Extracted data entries
····················
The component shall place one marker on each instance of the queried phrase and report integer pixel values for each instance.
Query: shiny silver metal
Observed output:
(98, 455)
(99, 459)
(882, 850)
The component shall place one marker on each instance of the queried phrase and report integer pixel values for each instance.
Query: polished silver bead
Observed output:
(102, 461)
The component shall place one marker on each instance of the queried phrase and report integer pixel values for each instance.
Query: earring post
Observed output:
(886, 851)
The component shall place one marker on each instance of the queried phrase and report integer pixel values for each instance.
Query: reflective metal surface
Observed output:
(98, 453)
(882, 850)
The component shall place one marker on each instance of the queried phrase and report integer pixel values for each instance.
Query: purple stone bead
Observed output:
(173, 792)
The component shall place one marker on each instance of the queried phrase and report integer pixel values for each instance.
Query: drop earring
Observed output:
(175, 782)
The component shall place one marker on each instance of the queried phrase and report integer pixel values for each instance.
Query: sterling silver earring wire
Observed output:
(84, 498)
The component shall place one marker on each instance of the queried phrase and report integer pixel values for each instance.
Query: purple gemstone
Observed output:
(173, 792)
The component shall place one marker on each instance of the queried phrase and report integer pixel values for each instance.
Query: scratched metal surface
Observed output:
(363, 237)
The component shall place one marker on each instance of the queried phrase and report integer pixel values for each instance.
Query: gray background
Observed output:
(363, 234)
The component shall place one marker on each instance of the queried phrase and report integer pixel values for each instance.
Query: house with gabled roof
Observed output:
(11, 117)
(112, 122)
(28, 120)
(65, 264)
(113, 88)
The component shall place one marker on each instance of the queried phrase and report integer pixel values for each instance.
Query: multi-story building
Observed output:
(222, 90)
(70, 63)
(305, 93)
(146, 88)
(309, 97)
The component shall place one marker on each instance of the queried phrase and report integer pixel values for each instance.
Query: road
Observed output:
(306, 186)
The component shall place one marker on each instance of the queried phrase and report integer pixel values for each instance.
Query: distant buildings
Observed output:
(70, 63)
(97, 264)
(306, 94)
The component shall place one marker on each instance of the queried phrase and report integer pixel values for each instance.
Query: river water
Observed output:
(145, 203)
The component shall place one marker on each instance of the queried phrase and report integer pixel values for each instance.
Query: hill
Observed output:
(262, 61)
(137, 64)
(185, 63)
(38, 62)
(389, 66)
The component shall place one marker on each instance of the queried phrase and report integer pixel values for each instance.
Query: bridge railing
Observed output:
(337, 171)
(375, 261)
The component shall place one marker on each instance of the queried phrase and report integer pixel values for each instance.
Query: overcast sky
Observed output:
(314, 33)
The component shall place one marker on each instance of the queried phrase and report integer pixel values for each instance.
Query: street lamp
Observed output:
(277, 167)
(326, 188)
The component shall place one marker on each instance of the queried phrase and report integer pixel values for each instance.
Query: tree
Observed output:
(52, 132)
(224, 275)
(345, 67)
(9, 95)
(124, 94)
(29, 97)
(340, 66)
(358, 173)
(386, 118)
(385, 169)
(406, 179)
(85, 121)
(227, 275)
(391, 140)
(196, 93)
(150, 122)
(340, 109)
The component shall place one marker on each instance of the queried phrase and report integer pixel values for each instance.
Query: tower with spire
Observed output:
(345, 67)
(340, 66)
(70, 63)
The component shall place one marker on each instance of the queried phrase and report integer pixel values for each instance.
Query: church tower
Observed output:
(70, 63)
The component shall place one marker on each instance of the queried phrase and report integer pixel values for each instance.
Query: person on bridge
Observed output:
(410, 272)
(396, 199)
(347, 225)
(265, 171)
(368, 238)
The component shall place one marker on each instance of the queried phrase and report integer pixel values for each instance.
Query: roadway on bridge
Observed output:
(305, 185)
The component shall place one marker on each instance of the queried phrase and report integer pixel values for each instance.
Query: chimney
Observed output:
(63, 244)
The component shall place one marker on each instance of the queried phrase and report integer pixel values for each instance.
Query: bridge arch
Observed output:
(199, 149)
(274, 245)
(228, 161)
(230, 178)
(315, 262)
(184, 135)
····················
• [Written request]
Extract each entry in full and write it down exactly.

• [Problem solution]
The component shall place one marker on each instance of the queried phrase and report integer pixel values for each instance.
Query: shiny silver metal
Observed output:
(98, 455)
(99, 459)
(882, 850)
The component shall place one marker on each instance of the queried phrase and report integer pixel values for each instance.
Query: polished silver bead
Observed output:
(102, 461)
The component shall place one marker on each instance of the queried phrase and report integer pixel values for each instance.
Query: earring post
Observed output:
(886, 851)
The component shall place one marker on each instance of the queried phrase and report integer pixel values for each instance.
Query: reflective metal surface
Observed output:
(98, 453)
(882, 850)
The component shall place one marker on each instance of the queried phrase and report integer pixel values for each instance.
Query: purple stone bead
Observed output:
(173, 792)
The component shall place one marker on each instance of the queried phrase and report integer pixel values for each instance.
Query: drop earring
Observed output:
(175, 782)
The component shall place one marker on each instance of the queried phrase and report integer pixel values for each instance.
Query: sterling silver earring wire
Observed output:
(84, 498)
The component shall place one marker on each instance of the queried phrase and report integer pixel values for each instance.
Query: purple gemstone
Observed output:
(173, 792)
The component shall place one marker on each instance of the queried phrase and report integer pixel values for each instance.
Query: scratched metal surface
Observed output:
(363, 237)
The component shall place one marker on each instance of the queried phrase and report integer pixel values for each instance.
Query: gray background
Observed output:
(363, 234)
The component shall place one marker on each instance of the queried phrase and report integer pixel values for each instance.
Query: house with gabled roof
Observed output:
(11, 117)
(112, 122)
(28, 120)
(65, 264)
(113, 88)
The component shall place one marker on each instance of the queried phrase and report integer pixel values for each instance.
Query: multi-story building
Observed output:
(222, 90)
(70, 63)
(305, 93)
(146, 88)
(309, 97)
The component shall place one marker on each instance of the queried phrase and report integer pixel values for each instance.
Query: road
Observed output:
(306, 186)
The component shall place one marker on each instance of the queried phrase and report integer pixel values for each instance.
Query: distant buildings
Observed output:
(70, 63)
(97, 264)
(306, 94)
The component shall place one marker on each instance of the queried phrase and report integer pixel values for each instance.
Query: river water
Observed output:
(145, 203)
The component shall place one marker on each instance of the queried phrase and report integer pixel values for each instance.
Query: hill
Observed output:
(262, 61)
(137, 64)
(185, 63)
(38, 62)
(389, 66)
The component shall place one marker on each instance of the queried phrase and report integer pixel values for each instance.
Query: bridge railing
Observed output:
(337, 171)
(375, 261)
The component shall place one marker on each instance of the queried phrase and report integer pixel values for each instance.
Query: overcast sky
Observed output:
(314, 33)
The component shall place one marker on each instance of the queried phrase and report integer pixel values for each instance.
Query: street lamp
Observed output:
(277, 167)
(326, 188)
The component shall place one marker on each instance of the queried phrase and report integer pixel values for each instance.
Query: tree
Observed output:
(52, 132)
(224, 275)
(345, 67)
(9, 95)
(124, 94)
(29, 97)
(340, 66)
(358, 173)
(386, 118)
(385, 169)
(406, 179)
(85, 121)
(227, 275)
(391, 140)
(196, 93)
(150, 122)
(340, 109)
The component shall place one marker on each instance of the queried phrase and report integer pixel values for each instance.
Query: tower with spire
Observed output:
(345, 67)
(340, 66)
(70, 63)
The component shall place one marker on each instance of the queried phrase and report integer pixel values for each instance.
Query: church tower
Observed output:
(70, 63)
The component shall place one marker on each instance of the queried phrase and report integer pixel values for each instance.
Query: person on bridge
Observed output:
(410, 272)
(396, 199)
(347, 225)
(265, 171)
(368, 238)
The component shall place one marker on each instance of the queried phrase and report integer pixel values for each instance.
Query: roadway on bridge
Observed output:
(305, 185)
The component shall place one marker on each instance of the queried phrase and report integer pixel values for each instance.
Query: chimney
Observed output:
(63, 244)
The component shall place one marker on each instance of the queried phrase and report integer pixel values for each instance.
Query: bridge arch
Observed output:
(199, 149)
(274, 245)
(228, 161)
(230, 178)
(315, 262)
(184, 135)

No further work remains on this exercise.